→ What is asked
1. Do these statements agree with the Coping forum thread? Answer yes or no for each and quote the words from the thread that decide it. (a) The poster's husband left after 27 years. (b) The poster currently has a job. (c) The husband moved out a month ago.
2. Write what comes next in the Coping forum thread, picking up after its final sentence.

Here you'll find divorce help and support from other Mners. For legal advice, you may find Advice Now guides useful.

Coping

3 replies

MissM123 · 10/10/2020 00:35

I'm really struggling at the moment, my husband has moved out to be with another woman after 27 years. I can't eat, sleep and am just an emotional rollercoaster, doesn't help I don't work (applying for everything) I have so much time on my hands thinking it over and over it just makes me feel sick.

I know everyone is different but when do things start getting better?

He's moved out, it's only been a week. I'm not sure if he's going to pay the mortgage and bills next month 🙄 so I'm stressing about that, even if I got a job couldn't afford to pay for everything.

Just feel so alone and low, just want to feel normal and I just feel empty. People have told me there is light at the end of the tunnel but just can't see it 😭😭

OP posts:
unicornsarereal72 · 10/10/2020 09:13

It is a big adjustment. Be kind to yourself and go day by day.

→ Provided information

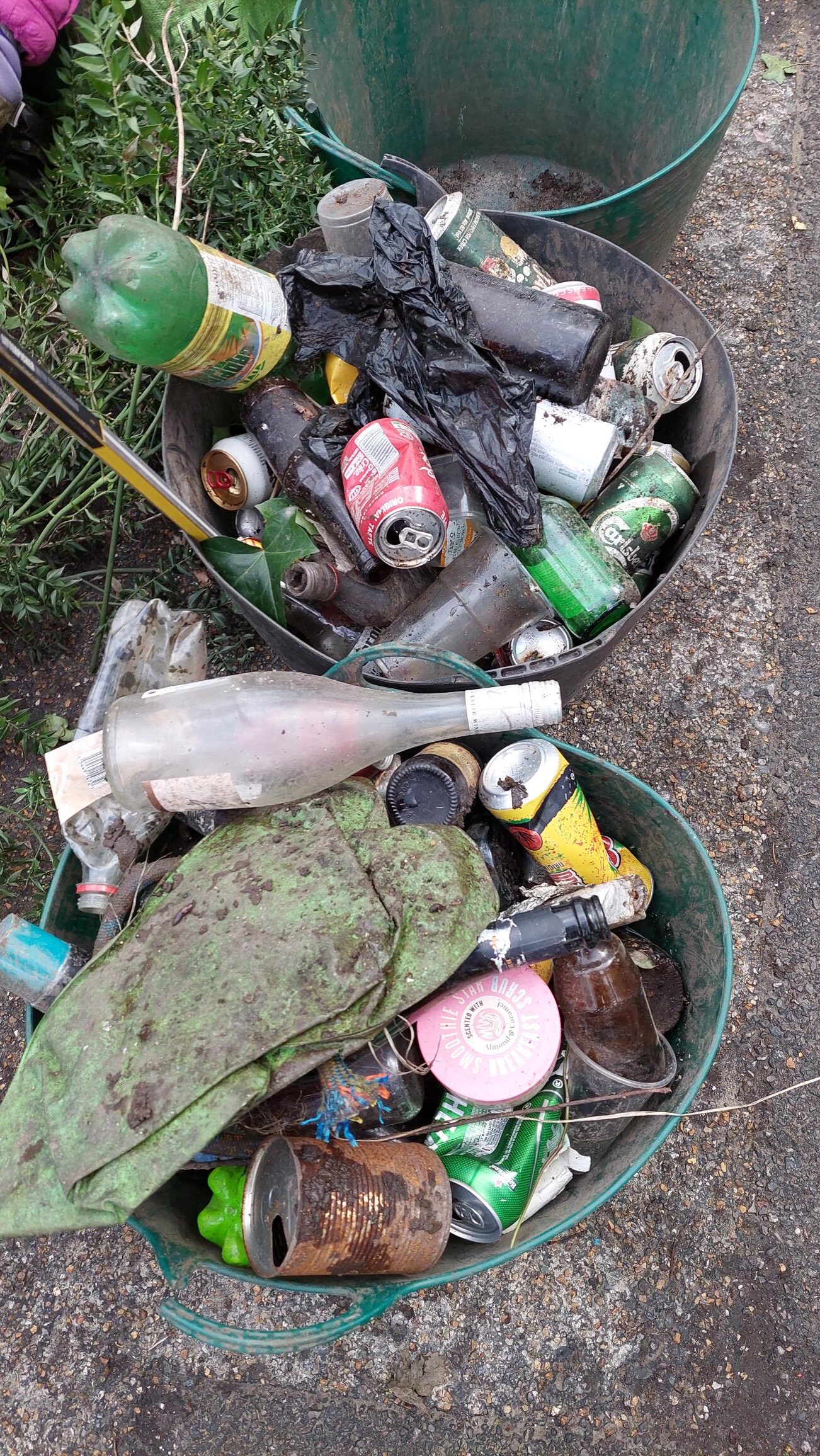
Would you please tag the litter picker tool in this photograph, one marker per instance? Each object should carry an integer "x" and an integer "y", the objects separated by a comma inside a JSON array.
[{"x": 91, "y": 431}]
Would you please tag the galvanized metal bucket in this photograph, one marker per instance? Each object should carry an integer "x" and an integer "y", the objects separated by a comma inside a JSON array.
[
  {"x": 688, "y": 918},
  {"x": 705, "y": 430}
]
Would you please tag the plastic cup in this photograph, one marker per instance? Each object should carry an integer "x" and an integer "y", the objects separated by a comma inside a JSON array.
[
  {"x": 584, "y": 1078},
  {"x": 472, "y": 608},
  {"x": 344, "y": 216}
]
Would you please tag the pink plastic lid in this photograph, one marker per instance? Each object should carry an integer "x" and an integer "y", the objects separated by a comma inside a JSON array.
[{"x": 494, "y": 1038}]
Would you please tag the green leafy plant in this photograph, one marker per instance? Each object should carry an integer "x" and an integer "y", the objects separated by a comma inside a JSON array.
[
  {"x": 18, "y": 727},
  {"x": 249, "y": 184},
  {"x": 255, "y": 572}
]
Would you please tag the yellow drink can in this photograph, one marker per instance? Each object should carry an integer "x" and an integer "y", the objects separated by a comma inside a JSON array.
[{"x": 533, "y": 791}]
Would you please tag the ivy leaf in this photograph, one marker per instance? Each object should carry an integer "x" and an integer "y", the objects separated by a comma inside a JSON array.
[
  {"x": 258, "y": 574},
  {"x": 777, "y": 67}
]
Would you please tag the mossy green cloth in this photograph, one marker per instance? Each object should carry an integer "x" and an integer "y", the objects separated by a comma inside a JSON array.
[{"x": 283, "y": 938}]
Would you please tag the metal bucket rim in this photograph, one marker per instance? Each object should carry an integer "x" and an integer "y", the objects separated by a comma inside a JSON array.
[{"x": 584, "y": 208}]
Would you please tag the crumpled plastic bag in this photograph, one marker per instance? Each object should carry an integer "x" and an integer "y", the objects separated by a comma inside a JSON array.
[{"x": 411, "y": 334}]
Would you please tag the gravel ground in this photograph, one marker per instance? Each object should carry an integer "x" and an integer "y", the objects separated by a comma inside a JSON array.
[{"x": 682, "y": 1318}]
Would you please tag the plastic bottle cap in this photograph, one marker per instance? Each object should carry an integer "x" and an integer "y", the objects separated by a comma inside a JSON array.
[
  {"x": 494, "y": 1038},
  {"x": 423, "y": 792}
]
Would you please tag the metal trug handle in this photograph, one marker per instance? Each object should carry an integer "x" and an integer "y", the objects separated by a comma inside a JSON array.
[{"x": 369, "y": 1302}]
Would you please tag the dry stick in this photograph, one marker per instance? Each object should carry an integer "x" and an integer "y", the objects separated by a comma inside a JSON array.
[
  {"x": 174, "y": 76},
  {"x": 662, "y": 411},
  {"x": 525, "y": 1116}
]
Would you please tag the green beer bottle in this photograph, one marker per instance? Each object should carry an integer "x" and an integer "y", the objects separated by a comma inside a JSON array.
[
  {"x": 580, "y": 579},
  {"x": 152, "y": 296}
]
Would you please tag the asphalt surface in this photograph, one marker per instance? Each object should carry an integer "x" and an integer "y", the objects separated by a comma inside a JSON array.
[{"x": 683, "y": 1317}]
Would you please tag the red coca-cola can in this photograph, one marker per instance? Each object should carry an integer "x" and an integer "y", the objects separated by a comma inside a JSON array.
[
  {"x": 577, "y": 292},
  {"x": 394, "y": 496}
]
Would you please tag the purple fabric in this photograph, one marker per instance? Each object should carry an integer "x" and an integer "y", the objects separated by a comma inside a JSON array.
[
  {"x": 34, "y": 25},
  {"x": 11, "y": 89}
]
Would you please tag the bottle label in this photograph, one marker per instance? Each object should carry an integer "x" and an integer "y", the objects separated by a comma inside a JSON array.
[
  {"x": 244, "y": 333},
  {"x": 76, "y": 773},
  {"x": 213, "y": 791},
  {"x": 460, "y": 533}
]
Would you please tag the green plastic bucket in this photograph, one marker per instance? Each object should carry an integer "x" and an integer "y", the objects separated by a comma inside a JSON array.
[
  {"x": 639, "y": 96},
  {"x": 688, "y": 916}
]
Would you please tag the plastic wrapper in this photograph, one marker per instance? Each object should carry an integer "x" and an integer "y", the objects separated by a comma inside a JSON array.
[{"x": 407, "y": 327}]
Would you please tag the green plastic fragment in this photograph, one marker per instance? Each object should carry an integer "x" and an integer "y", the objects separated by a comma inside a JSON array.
[
  {"x": 639, "y": 328},
  {"x": 220, "y": 1220}
]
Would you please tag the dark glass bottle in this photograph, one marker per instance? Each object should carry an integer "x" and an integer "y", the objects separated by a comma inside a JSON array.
[
  {"x": 276, "y": 411},
  {"x": 606, "y": 1012}
]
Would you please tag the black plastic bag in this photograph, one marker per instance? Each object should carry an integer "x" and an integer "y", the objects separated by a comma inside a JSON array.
[{"x": 408, "y": 328}]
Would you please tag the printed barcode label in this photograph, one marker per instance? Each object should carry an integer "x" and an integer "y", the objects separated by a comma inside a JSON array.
[
  {"x": 94, "y": 769},
  {"x": 378, "y": 449},
  {"x": 76, "y": 773}
]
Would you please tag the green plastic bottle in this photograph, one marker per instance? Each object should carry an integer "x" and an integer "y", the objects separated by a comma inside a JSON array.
[
  {"x": 151, "y": 296},
  {"x": 220, "y": 1220},
  {"x": 580, "y": 579}
]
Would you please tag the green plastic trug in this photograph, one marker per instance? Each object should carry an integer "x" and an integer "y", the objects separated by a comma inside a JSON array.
[
  {"x": 639, "y": 96},
  {"x": 220, "y": 1220}
]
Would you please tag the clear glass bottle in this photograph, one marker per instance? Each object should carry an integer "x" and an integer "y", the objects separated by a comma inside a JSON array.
[{"x": 274, "y": 737}]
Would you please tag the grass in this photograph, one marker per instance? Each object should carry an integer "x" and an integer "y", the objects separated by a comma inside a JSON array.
[{"x": 249, "y": 184}]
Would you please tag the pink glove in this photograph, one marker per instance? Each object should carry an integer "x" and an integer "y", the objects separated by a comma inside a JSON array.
[{"x": 35, "y": 24}]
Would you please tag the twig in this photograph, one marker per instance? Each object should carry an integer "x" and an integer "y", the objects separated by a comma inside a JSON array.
[
  {"x": 662, "y": 411},
  {"x": 114, "y": 540},
  {"x": 196, "y": 169},
  {"x": 174, "y": 75}
]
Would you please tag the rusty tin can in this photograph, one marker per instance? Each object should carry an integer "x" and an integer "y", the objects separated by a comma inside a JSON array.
[
  {"x": 235, "y": 474},
  {"x": 659, "y": 365},
  {"x": 539, "y": 642},
  {"x": 468, "y": 236},
  {"x": 394, "y": 496},
  {"x": 314, "y": 1209}
]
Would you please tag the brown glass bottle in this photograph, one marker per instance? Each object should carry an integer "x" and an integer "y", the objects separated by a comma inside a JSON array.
[{"x": 606, "y": 1012}]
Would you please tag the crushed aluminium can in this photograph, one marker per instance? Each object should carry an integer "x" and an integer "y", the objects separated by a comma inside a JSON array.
[
  {"x": 577, "y": 292},
  {"x": 236, "y": 474},
  {"x": 494, "y": 1173},
  {"x": 539, "y": 642},
  {"x": 659, "y": 365},
  {"x": 647, "y": 503},
  {"x": 532, "y": 788},
  {"x": 468, "y": 236},
  {"x": 394, "y": 496},
  {"x": 570, "y": 452}
]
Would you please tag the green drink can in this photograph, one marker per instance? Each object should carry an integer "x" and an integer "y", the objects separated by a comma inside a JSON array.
[
  {"x": 491, "y": 1187},
  {"x": 468, "y": 236},
  {"x": 576, "y": 572},
  {"x": 646, "y": 504}
]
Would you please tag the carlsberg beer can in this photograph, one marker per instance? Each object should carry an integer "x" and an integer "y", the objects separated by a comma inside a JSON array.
[
  {"x": 639, "y": 511},
  {"x": 468, "y": 236},
  {"x": 494, "y": 1173}
]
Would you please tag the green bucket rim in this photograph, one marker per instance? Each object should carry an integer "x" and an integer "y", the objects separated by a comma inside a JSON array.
[
  {"x": 395, "y": 1287},
  {"x": 569, "y": 213}
]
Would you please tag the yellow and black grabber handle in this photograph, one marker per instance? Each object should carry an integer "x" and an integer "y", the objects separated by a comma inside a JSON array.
[{"x": 91, "y": 431}]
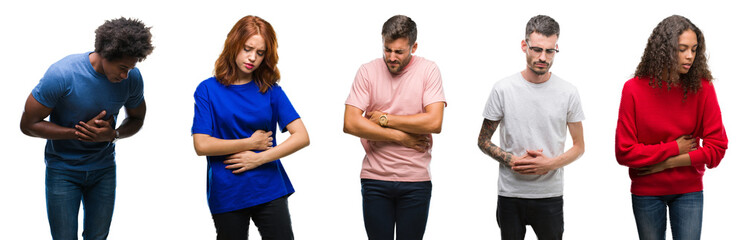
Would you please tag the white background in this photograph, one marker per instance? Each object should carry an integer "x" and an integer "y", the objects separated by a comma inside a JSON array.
[{"x": 161, "y": 181}]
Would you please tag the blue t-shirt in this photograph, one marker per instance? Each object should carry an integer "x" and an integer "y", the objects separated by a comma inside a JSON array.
[
  {"x": 76, "y": 92},
  {"x": 235, "y": 112}
]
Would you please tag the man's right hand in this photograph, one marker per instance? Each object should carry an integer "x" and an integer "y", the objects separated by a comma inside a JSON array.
[
  {"x": 261, "y": 140},
  {"x": 96, "y": 129}
]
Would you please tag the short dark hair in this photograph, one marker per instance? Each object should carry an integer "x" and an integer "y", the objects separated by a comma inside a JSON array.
[
  {"x": 122, "y": 37},
  {"x": 400, "y": 26},
  {"x": 542, "y": 24}
]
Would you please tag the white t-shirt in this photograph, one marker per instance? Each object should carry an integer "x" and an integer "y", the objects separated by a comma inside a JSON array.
[{"x": 532, "y": 116}]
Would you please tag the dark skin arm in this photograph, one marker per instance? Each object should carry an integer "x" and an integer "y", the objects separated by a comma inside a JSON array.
[
  {"x": 34, "y": 125},
  {"x": 96, "y": 129}
]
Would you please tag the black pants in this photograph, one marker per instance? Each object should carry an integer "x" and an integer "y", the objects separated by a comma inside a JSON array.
[
  {"x": 271, "y": 218},
  {"x": 390, "y": 206},
  {"x": 543, "y": 214}
]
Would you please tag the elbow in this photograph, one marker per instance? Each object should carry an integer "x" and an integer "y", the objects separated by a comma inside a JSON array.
[
  {"x": 347, "y": 128},
  {"x": 306, "y": 141},
  {"x": 435, "y": 127},
  {"x": 200, "y": 151},
  {"x": 26, "y": 129}
]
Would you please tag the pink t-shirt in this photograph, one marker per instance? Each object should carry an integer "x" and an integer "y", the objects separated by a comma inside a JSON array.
[{"x": 407, "y": 93}]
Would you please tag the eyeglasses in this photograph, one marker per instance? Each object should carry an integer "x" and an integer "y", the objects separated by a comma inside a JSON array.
[{"x": 538, "y": 50}]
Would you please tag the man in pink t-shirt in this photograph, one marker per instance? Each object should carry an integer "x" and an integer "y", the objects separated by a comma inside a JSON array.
[{"x": 395, "y": 103}]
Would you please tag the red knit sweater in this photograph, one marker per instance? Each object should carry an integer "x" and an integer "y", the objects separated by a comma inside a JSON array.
[{"x": 651, "y": 119}]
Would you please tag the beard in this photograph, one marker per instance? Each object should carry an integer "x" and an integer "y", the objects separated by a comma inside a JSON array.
[{"x": 533, "y": 68}]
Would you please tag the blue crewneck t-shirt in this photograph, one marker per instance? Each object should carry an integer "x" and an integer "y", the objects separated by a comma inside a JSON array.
[
  {"x": 76, "y": 92},
  {"x": 236, "y": 112}
]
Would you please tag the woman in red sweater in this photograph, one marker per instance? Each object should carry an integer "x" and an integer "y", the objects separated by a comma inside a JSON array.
[{"x": 669, "y": 129}]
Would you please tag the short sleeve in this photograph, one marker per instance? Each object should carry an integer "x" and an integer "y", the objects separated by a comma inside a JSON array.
[
  {"x": 575, "y": 108},
  {"x": 434, "y": 89},
  {"x": 283, "y": 108},
  {"x": 136, "y": 89},
  {"x": 360, "y": 96},
  {"x": 203, "y": 112},
  {"x": 51, "y": 88},
  {"x": 494, "y": 106}
]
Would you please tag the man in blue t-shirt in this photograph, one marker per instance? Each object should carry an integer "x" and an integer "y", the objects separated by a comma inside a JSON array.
[{"x": 82, "y": 94}]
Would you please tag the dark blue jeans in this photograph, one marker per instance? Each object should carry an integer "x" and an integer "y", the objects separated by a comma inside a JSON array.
[
  {"x": 65, "y": 190},
  {"x": 271, "y": 218},
  {"x": 685, "y": 211},
  {"x": 543, "y": 214},
  {"x": 389, "y": 205}
]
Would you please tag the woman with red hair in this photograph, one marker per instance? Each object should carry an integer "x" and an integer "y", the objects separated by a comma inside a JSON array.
[{"x": 235, "y": 117}]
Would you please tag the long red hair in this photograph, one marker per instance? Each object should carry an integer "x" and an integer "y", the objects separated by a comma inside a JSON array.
[{"x": 267, "y": 74}]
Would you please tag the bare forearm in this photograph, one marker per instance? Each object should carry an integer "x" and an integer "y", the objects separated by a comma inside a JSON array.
[
  {"x": 206, "y": 145},
  {"x": 421, "y": 123},
  {"x": 488, "y": 147},
  {"x": 496, "y": 152},
  {"x": 357, "y": 125},
  {"x": 291, "y": 145},
  {"x": 579, "y": 145},
  {"x": 48, "y": 130},
  {"x": 418, "y": 123}
]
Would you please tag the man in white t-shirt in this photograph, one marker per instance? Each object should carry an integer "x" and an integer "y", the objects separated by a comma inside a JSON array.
[
  {"x": 395, "y": 103},
  {"x": 535, "y": 109}
]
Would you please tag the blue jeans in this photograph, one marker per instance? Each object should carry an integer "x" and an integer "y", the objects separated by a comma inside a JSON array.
[
  {"x": 543, "y": 214},
  {"x": 685, "y": 211},
  {"x": 65, "y": 190},
  {"x": 389, "y": 205},
  {"x": 271, "y": 218}
]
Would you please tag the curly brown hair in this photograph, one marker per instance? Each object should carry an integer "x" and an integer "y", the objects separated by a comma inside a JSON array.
[
  {"x": 660, "y": 60},
  {"x": 267, "y": 74}
]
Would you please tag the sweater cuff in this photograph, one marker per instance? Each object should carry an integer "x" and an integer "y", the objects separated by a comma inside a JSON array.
[
  {"x": 696, "y": 158},
  {"x": 669, "y": 149}
]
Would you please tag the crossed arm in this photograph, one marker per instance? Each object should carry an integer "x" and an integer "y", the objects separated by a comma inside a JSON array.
[
  {"x": 242, "y": 151},
  {"x": 96, "y": 129},
  {"x": 408, "y": 130},
  {"x": 533, "y": 162}
]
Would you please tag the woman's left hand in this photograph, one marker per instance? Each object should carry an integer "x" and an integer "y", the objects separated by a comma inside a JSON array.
[{"x": 243, "y": 161}]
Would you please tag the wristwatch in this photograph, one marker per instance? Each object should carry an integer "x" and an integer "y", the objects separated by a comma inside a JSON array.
[
  {"x": 116, "y": 138},
  {"x": 383, "y": 120}
]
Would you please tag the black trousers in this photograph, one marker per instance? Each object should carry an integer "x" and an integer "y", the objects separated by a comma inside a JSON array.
[
  {"x": 544, "y": 215},
  {"x": 271, "y": 218}
]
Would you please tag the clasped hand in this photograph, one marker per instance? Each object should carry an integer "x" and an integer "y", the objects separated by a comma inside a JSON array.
[
  {"x": 533, "y": 162},
  {"x": 96, "y": 129},
  {"x": 246, "y": 160}
]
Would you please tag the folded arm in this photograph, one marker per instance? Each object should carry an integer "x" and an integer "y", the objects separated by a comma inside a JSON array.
[
  {"x": 34, "y": 125},
  {"x": 422, "y": 123},
  {"x": 356, "y": 124},
  {"x": 246, "y": 160}
]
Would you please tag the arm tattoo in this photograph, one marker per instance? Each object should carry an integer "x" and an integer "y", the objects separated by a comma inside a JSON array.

→ Task answers
1.
(a) Yes: "my husband has moved out to be with another woman after 27 years"
(b) No: "I don't work (applying for everything)"
(c) No: "it's only been a week"

2.
Get legal advice. Claim any benefits you are entitled too. Single person reduction on the council tax. Go through your bills. Cancel what you can and change providers for gas:electric etc. Get your out goings right down.

Start sorting what you can at home. Move things around. Buy new bedding and make the place different. And start getting his stuff together So you don't have the reminders everywhere.

Gather good people around you for support and go to your GP if you feel you are really struggling. I am an advocate of anti depressants. They enabled me to cope. I know that's not for everyone.

If you feel like you need to reach out to him do so in draft. And sleep on it before you send anything. This saved me many an embarrassing e mail.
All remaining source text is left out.